───── Input rows

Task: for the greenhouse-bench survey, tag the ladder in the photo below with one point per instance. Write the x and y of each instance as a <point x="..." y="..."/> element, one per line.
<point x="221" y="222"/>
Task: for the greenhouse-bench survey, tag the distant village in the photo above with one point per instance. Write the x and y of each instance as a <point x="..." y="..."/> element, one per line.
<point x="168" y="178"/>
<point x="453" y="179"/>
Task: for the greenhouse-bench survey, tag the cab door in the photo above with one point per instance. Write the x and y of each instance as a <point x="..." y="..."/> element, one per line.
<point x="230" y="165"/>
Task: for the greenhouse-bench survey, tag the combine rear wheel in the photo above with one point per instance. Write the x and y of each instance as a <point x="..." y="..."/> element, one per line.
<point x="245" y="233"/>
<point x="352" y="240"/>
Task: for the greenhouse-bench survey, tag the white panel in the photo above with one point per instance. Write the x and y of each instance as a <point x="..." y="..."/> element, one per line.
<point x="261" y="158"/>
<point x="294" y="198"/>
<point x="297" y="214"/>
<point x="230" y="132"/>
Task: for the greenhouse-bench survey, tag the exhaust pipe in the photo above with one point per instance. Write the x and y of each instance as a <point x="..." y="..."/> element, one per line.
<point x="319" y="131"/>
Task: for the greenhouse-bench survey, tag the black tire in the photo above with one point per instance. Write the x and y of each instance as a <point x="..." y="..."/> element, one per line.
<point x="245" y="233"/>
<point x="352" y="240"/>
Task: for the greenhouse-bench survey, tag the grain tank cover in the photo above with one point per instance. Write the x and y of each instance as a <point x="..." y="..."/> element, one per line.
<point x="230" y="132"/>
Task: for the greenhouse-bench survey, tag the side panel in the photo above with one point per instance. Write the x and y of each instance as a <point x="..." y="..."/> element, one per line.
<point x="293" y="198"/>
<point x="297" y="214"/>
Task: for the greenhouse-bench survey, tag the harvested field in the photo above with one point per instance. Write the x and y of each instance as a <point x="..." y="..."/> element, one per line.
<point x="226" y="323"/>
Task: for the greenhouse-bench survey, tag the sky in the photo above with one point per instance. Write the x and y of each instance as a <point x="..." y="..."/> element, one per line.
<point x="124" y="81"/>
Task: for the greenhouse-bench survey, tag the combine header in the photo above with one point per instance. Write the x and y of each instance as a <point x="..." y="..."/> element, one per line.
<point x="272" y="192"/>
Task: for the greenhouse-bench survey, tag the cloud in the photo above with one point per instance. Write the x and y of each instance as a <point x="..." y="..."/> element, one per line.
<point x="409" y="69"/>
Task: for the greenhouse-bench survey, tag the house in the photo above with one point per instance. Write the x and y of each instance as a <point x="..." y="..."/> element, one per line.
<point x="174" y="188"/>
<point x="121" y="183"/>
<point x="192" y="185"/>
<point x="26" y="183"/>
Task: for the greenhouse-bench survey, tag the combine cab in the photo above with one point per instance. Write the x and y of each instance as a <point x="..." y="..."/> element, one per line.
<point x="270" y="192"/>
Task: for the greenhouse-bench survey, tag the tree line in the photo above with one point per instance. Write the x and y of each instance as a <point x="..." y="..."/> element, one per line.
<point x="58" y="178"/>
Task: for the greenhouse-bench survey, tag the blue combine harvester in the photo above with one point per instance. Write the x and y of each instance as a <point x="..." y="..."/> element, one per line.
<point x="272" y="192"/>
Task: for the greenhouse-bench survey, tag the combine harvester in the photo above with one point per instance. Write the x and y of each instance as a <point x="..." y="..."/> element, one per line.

──────────

### What is being asked
Take the entries above and copy them out exactly.

### Response
Task: for the greenhouse-bench survey, tag the ladder in the photo below with one point per instance. Write the x and y of each instance as a <point x="..." y="..."/> element, one per line.
<point x="221" y="222"/>
Task: for the greenhouse-bench survey, tag the distant village in the photo above with one point per instance. Write the x and y of each instance as a <point x="..." y="..."/> element, one per line.
<point x="168" y="178"/>
<point x="453" y="179"/>
Task: for the greenhouse-bench survey, tag the cab door in the photo above with one point per instance. Write the x and y of each instance as a <point x="..." y="..."/> element, one per line.
<point x="230" y="165"/>
Task: for the greenhouse-bench survey, tag the combine rear wheel in the photo above with one point per instance. Write the x and y of each instance as a <point x="..." y="..."/> element, one per line.
<point x="245" y="233"/>
<point x="352" y="240"/>
Task: for the greenhouse-bench survey, tag the white panel in the photo above with one point per instance. Write the x and y of each instance as a <point x="..." y="..."/> element, one per line.
<point x="261" y="158"/>
<point x="294" y="198"/>
<point x="297" y="214"/>
<point x="230" y="132"/>
Task: for the greenhouse-bench survey, tag the exhaust pipe in the photo above with one point per instance. Write the x and y of each instance as a <point x="..." y="..."/> element, one per line.
<point x="319" y="131"/>
Task: for the greenhouse-bench survey, tag the black tire in the photo above with one point per instance. Write the x and y of each instance as a <point x="..." y="..."/> element, one per line.
<point x="245" y="233"/>
<point x="352" y="240"/>
Task: for the greenhouse-bench survey, tag the grain tank cover in the photo above with one point per instance. Write the x and y of each instance as a <point x="..." y="..."/> element, one per line.
<point x="230" y="132"/>
Task: for the greenhouse-bench survey, tag the side panel in the photo above with one point per instance. Write the x and y of each instance as a <point x="..." y="..."/> element, one per line.
<point x="293" y="198"/>
<point x="297" y="214"/>
Task: for the greenhouse-bench survey, tag the harvested field in the photo above with one point per instance. Write the x and y of each instance as a <point x="..." y="..."/> element, one per line.
<point x="226" y="323"/>
Task: for the greenhouse-bench survey, tag the sky in the photo above with one point per instance. Write the x and y of each instance as a <point x="..." y="..."/> element, one per line.
<point x="124" y="81"/>
Task: for the greenhouse-bench survey, tag the combine header in the photo above with one point per instance. Write the x and y of each instance as a <point x="..." y="..."/> element, one per line.
<point x="272" y="192"/>
Task: for the greenhouse-bench survey, tag the cloud in the photo above with one point per instance. Write the x and y of each instance as a <point x="..." y="..."/> element, one per line.
<point x="409" y="69"/>
Task: for the greenhouse-bench survey, tag the house in the photo above with one point per instance. Write the x and y of each instance as a <point x="..." y="..."/> element, one per line.
<point x="174" y="188"/>
<point x="121" y="183"/>
<point x="192" y="185"/>
<point x="26" y="183"/>
Task: for the greenhouse-bench survey, tag the combine cab in the photo above with one point per instance. Write the x and y of each instance as a <point x="..." y="..."/> element, one per line.
<point x="270" y="192"/>
Task: for the greenhouse-bench survey, tag the tree line in the photo above with one point per instance. Write the x and y of each instance as a <point x="..." y="..."/> element, one per line.
<point x="58" y="178"/>
Task: for the greenhouse-bench survey, tag the blue combine harvester in the photo above with one point per instance. Write the x and y of each instance as a <point x="..." y="..."/> element, one per line.
<point x="272" y="192"/>
Task: for the greenhouse-bench survey, tag the combine harvester in the photo above with one point per instance. Write the x and y of each instance as a <point x="..." y="..."/> element, one per line.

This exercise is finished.